--- Start MATERIALS PROVIDED ---
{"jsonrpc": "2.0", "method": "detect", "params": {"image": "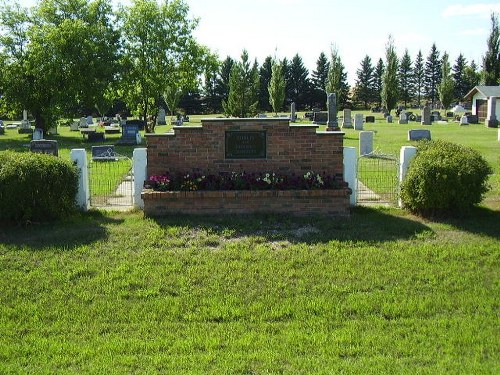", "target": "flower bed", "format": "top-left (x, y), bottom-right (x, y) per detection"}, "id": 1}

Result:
top-left (141, 172), bottom-right (351, 216)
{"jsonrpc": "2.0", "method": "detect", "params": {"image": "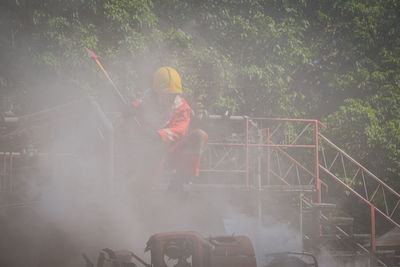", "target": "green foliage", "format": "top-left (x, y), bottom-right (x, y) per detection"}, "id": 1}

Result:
top-left (0, 0), bottom-right (400, 188)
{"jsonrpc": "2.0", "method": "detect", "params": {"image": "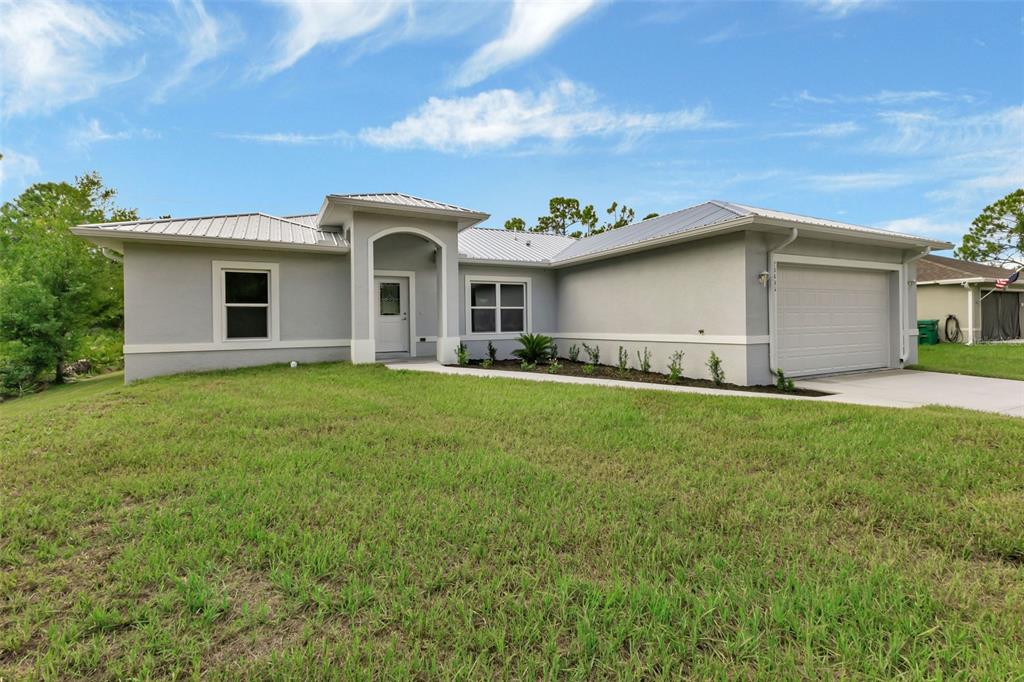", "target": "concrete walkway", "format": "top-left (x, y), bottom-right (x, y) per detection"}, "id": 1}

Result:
top-left (385, 359), bottom-right (1024, 417)
top-left (797, 370), bottom-right (1024, 417)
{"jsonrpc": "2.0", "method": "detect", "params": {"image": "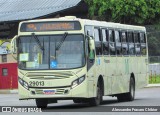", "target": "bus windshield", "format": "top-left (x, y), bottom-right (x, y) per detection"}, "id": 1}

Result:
top-left (18, 34), bottom-right (85, 70)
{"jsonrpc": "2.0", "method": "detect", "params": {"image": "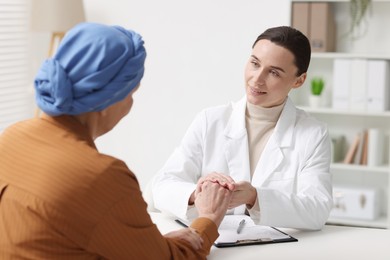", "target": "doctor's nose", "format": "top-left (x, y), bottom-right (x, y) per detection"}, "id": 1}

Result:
top-left (252, 69), bottom-right (266, 85)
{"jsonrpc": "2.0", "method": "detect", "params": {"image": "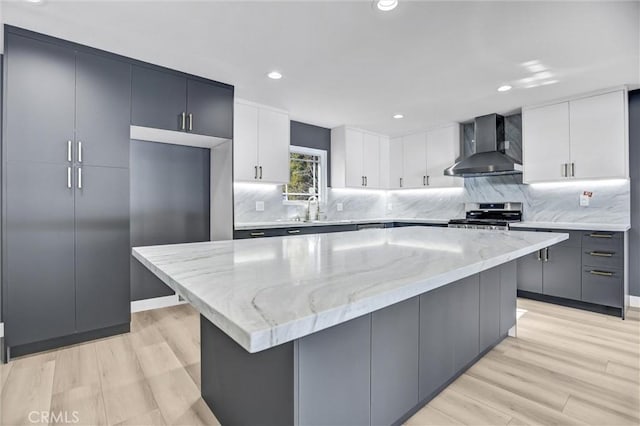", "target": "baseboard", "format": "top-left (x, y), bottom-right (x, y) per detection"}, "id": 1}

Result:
top-left (131, 294), bottom-right (186, 314)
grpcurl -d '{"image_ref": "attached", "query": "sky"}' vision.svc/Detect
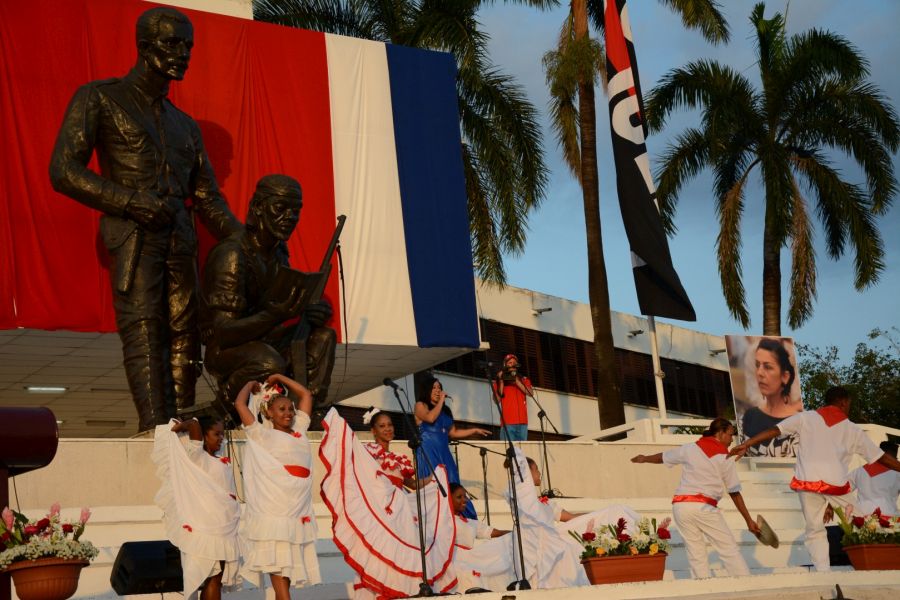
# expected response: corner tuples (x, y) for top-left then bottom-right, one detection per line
(479, 0), (900, 359)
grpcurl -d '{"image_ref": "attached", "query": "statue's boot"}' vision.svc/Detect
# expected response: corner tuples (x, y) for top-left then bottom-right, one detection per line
(169, 334), (202, 412)
(119, 320), (170, 432)
(306, 327), (337, 409)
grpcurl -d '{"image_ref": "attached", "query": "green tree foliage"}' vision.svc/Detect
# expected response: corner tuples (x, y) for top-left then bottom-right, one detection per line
(646, 3), (900, 335)
(253, 0), (556, 284)
(544, 0), (728, 429)
(797, 327), (900, 429)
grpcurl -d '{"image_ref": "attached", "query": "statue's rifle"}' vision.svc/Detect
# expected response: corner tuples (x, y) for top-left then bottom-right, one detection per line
(291, 215), (347, 385)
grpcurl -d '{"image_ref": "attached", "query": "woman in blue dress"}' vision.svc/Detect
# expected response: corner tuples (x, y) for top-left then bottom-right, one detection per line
(415, 377), (491, 518)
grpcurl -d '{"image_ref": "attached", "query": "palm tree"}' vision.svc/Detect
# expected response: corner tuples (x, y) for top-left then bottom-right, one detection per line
(253, 0), (555, 284)
(647, 3), (900, 335)
(544, 0), (728, 428)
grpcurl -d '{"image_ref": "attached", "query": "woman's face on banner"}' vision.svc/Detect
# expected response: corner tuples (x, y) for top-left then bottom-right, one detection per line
(756, 349), (790, 398)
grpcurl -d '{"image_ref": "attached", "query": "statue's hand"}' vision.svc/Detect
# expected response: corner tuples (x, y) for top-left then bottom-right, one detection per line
(125, 191), (175, 231)
(303, 300), (334, 327)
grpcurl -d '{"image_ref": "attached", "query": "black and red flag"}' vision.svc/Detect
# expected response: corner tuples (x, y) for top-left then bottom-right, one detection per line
(604, 0), (697, 321)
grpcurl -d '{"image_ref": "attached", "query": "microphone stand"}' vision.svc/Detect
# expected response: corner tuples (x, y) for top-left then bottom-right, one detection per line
(529, 388), (562, 498)
(390, 384), (447, 598)
(451, 440), (506, 525)
(484, 365), (531, 591)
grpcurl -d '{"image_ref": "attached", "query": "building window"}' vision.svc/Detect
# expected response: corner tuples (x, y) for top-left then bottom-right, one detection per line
(434, 319), (732, 417)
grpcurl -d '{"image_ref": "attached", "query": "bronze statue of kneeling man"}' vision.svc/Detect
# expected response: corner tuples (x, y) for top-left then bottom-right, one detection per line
(201, 175), (336, 407)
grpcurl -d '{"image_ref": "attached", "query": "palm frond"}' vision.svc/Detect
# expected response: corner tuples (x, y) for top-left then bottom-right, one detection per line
(645, 60), (759, 131)
(253, 0), (380, 41)
(655, 129), (709, 235)
(788, 181), (816, 329)
(716, 172), (750, 329)
(661, 0), (730, 44)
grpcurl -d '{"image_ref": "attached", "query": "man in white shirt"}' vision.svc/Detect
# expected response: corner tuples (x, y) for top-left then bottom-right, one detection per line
(729, 387), (900, 571)
(850, 442), (900, 516)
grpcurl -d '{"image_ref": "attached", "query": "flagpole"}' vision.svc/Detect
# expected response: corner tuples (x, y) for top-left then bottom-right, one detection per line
(647, 316), (666, 419)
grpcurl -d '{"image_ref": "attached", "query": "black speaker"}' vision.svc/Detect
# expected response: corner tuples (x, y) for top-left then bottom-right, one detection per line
(109, 540), (184, 596)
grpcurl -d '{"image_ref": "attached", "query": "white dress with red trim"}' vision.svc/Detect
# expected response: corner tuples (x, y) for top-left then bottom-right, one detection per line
(850, 462), (900, 516)
(778, 406), (884, 496)
(319, 409), (456, 598)
(151, 421), (241, 600)
(498, 448), (589, 589)
(550, 500), (641, 552)
(241, 412), (321, 588)
(453, 515), (517, 592)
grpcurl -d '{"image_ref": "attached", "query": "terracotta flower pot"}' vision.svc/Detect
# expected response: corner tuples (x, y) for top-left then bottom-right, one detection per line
(844, 544), (900, 571)
(6, 557), (88, 600)
(581, 552), (667, 585)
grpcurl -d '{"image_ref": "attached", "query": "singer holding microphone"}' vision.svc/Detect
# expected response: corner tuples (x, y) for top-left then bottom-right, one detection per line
(414, 377), (491, 519)
(494, 354), (534, 442)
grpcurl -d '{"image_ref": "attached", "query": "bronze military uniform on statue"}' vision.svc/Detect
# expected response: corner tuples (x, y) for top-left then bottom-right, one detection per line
--- End MATERIALS PROVIDED ---
● TASK INSTRUCTIONS
Please reproduce the stretch of data from the line containing "military uniform on" through the end of the data, character for character.

● COMPLETED EXERCISE
grpcurl -d '{"image_ref": "attached", "query": "bronze military uniform on statue"}' vision.svc/Detect
# expected response: corner tuples (x, y) for top-left then bottom-right, one detection per line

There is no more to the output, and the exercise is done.